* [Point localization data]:
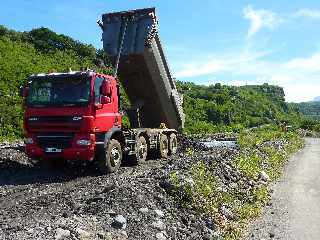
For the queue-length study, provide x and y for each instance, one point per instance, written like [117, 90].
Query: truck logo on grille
[53, 150]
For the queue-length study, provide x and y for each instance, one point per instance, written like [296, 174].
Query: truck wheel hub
[115, 156]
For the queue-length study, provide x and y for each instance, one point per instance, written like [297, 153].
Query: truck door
[105, 115]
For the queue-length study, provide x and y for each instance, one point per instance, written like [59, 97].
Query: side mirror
[24, 91]
[105, 100]
[106, 88]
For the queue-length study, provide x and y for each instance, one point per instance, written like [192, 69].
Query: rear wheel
[163, 146]
[173, 144]
[141, 150]
[110, 159]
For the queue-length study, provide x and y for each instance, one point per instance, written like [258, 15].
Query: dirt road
[294, 212]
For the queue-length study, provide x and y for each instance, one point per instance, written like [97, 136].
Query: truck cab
[75, 116]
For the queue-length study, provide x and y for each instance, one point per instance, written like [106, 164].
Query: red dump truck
[76, 116]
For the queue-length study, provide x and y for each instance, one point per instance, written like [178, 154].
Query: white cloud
[194, 69]
[259, 19]
[299, 77]
[311, 64]
[309, 13]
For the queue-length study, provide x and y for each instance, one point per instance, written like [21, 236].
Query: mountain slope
[208, 109]
[229, 108]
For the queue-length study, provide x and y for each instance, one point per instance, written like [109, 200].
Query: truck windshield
[59, 91]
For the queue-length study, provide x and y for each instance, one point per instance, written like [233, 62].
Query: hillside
[208, 109]
[310, 109]
[25, 53]
[229, 108]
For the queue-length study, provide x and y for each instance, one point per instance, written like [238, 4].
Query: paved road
[294, 212]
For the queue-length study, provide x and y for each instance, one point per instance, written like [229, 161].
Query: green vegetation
[218, 108]
[26, 53]
[311, 113]
[260, 150]
[209, 109]
[309, 109]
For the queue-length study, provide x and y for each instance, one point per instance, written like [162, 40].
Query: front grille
[54, 141]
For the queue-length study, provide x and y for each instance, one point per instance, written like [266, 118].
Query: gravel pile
[76, 203]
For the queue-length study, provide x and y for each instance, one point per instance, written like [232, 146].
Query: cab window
[97, 86]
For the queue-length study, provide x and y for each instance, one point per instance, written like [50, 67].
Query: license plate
[53, 150]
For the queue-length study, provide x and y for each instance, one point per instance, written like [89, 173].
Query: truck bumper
[74, 152]
[84, 154]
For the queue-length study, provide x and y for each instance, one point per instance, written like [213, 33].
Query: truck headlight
[77, 118]
[84, 142]
[28, 141]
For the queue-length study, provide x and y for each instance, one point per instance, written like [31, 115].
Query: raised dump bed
[143, 68]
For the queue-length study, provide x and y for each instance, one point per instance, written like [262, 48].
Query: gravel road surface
[294, 211]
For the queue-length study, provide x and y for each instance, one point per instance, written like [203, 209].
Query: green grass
[256, 154]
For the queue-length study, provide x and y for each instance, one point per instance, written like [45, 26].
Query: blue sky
[208, 41]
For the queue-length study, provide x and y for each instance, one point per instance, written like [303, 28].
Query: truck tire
[141, 150]
[163, 146]
[173, 144]
[110, 159]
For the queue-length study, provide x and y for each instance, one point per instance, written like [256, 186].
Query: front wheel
[110, 160]
[173, 144]
[141, 150]
[163, 146]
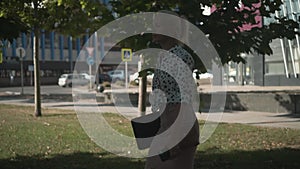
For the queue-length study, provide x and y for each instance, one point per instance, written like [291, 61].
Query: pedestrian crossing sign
[126, 54]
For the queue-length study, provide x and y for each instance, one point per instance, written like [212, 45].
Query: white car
[204, 78]
[88, 77]
[72, 79]
[117, 75]
[135, 77]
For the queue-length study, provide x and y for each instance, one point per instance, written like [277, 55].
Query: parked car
[204, 78]
[88, 77]
[104, 78]
[135, 77]
[117, 75]
[72, 79]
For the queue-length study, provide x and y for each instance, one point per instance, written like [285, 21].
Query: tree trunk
[36, 62]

* [WHAT TO DO]: Retype every record above exactly as written, but leave out the pictures.

* [ANSWER FOR THE TASK]:
For the queue-length study, provide x and y for each instance, one point per instance, written like [117, 90].
Query: truck logo on grille
[53, 150]
For the queue-length study, provide x and y for each instance, one point per instance, written like [296, 174].
Query: truck wheel hub
[115, 156]
For the queue-length study, provide x and y for each instance, one point per instance, written like [297, 153].
Query: truck door
[105, 115]
For the queue-length study, provide x and y for each instance, one point per instance, written like [59, 97].
Query: side mirror
[24, 91]
[105, 100]
[106, 88]
For the queue-length study, provide x and y for each instance, one point per instance, written like [192, 69].
Query: rear wheel
[163, 146]
[173, 144]
[141, 150]
[110, 159]
For the queue-length study, provide x and y for each instance, one point per instance, written like [258, 15].
Query: dirt road
[294, 212]
For the queue-length study, provide x and y for each instance, one point per instance, written like [97, 136].
Query: truck cab
[75, 116]
For the queue-length study, provide x and y for each instance, one point per instance, written like [106, 164].
Query: red dump truck
[76, 116]
For the queue-length study, provide x and y for each instance, one point per instance, written like [178, 154].
Query: white cloud
[194, 69]
[259, 19]
[299, 77]
[311, 64]
[309, 13]
For the queue-length study, provide x and y for each instance, one point per instance, written like [21, 236].
Query: mountain slope
[208, 109]
[229, 108]
For the queue-length study, provide x and y for each instance, one point per instance, written like [109, 200].
Query: truck windshield
[59, 91]
For the queue-length study, provide x and y for each instance, one point per instance, written like [233, 62].
Query: hillside
[208, 109]
[310, 109]
[25, 53]
[229, 108]
For the queue-length study, provide x and y for each instance, one point per instance, written like [238, 4].
Query: paved road
[294, 212]
For the queue-length study, provide x and y for each instance, one point per instance, written like [229, 161].
Query: green vegetation
[218, 108]
[26, 53]
[311, 113]
[260, 150]
[209, 109]
[309, 109]
For the queue-length study, provide x and y for each instance, one point per instance, written like [162, 40].
Query: front grille
[54, 141]
For the queue-length study, provide x and y for each instance, one point per instance, written like [266, 118].
Query: gravel pile
[76, 203]
For the queue-length study, provide x and y for each instance, one point per instance, written like [232, 146].
Query: cab window
[97, 86]
For the queue-length study, provide x and y for each instance, one point per instance, written like [50, 67].
Query: license plate
[53, 150]
For the queue-length study, provide x and y for each instance, one point per instance, written like [89, 173].
Query: truck bumper
[74, 152]
[84, 154]
For the queue-length study, provide x and y for each instance, one point per instance, written like [213, 33].
Query: truck headlight
[77, 118]
[84, 142]
[28, 141]
For the queue-length study, provide x and y for each instance, one point per instance, written like [31, 115].
Query: raised dump bed
[143, 68]
For the queue-length study, provide x and y for each instance, one point per instance, written like [262, 48].
Query: gravel road surface
[294, 211]
For the queue-length study, provide x and y for each instance, one point per instance, written like [203, 209].
Query: green grass
[256, 154]
For the queue-length study, provide x and y for each instance, one point per instance, written like [45, 26].
Query: blue sky
[208, 41]
For the queue-length study, provide x and y for each instance, one point per instance, written like [303, 28].
Query: truck tire
[141, 150]
[163, 146]
[173, 144]
[110, 159]
For the queue-length study, provide x and y for each instance, one point per instance, written like [256, 186].
Query: front wheel
[110, 160]
[173, 144]
[141, 150]
[163, 146]
For the queue-length study, provide x and y for each instance, one point per instance, written like [291, 61].
Query: pedestrian crossing sign
[126, 54]
For the queue-length study, provide x and y for each instance, one point per instance, written like [212, 45].
Query: white car
[204, 78]
[88, 77]
[72, 79]
[117, 75]
[135, 77]
For the queue-length study, provide x and y for each instance, one point per instance, written like [277, 55].
Query: parked car
[204, 78]
[88, 77]
[104, 78]
[135, 77]
[117, 75]
[72, 79]
For the queue-length study, provide x and y for each instance, one point per instance, written like [285, 21].
Query: tree trunk
[36, 62]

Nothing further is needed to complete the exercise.